AIM OF THE TASK: Reproduce the items line for line, starting at the very first line and ending at the line containing "top-left (0, 685), bottom-right (1276, 853)", with both of those lines included.
┏━━
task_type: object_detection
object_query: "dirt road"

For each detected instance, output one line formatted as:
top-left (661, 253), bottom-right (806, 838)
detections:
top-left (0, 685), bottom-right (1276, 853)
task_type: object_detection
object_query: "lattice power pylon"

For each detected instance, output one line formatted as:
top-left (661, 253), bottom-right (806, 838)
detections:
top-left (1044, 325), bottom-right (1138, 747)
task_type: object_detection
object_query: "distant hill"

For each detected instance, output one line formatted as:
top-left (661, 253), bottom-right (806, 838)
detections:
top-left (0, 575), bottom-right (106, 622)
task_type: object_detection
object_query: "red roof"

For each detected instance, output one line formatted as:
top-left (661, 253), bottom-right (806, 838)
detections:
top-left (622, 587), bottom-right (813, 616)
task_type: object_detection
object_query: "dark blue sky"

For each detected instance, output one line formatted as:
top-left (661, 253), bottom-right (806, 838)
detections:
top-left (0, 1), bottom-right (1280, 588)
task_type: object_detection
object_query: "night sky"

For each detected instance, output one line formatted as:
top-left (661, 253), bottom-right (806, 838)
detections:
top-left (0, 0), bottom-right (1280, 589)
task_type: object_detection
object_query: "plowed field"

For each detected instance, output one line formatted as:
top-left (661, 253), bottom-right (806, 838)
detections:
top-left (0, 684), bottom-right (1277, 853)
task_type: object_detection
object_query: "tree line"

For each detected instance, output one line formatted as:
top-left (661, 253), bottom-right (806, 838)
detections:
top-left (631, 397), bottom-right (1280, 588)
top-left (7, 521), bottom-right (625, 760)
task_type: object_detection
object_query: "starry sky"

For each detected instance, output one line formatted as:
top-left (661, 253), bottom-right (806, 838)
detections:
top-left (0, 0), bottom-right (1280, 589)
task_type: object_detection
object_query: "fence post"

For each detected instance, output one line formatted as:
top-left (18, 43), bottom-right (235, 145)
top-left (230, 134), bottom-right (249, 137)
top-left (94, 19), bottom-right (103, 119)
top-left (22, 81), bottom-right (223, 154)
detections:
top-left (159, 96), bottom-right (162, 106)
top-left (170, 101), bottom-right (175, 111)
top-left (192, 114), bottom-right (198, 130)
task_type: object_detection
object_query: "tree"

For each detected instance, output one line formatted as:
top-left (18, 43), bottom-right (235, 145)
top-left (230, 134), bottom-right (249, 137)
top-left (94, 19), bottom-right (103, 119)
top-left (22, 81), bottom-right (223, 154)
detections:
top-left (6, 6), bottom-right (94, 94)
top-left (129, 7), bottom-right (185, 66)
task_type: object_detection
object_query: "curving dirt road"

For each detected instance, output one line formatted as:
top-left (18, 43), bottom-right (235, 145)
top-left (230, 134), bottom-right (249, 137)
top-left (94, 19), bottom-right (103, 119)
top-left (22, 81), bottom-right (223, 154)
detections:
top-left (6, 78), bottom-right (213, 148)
┗━━
ANSWER TO THIS EXERCISE:
task_type: object_detection
object_query: "dirt road"

For each detected instance, output one line formatted as:
top-left (661, 253), bottom-right (806, 838)
detections:
top-left (0, 685), bottom-right (1276, 853)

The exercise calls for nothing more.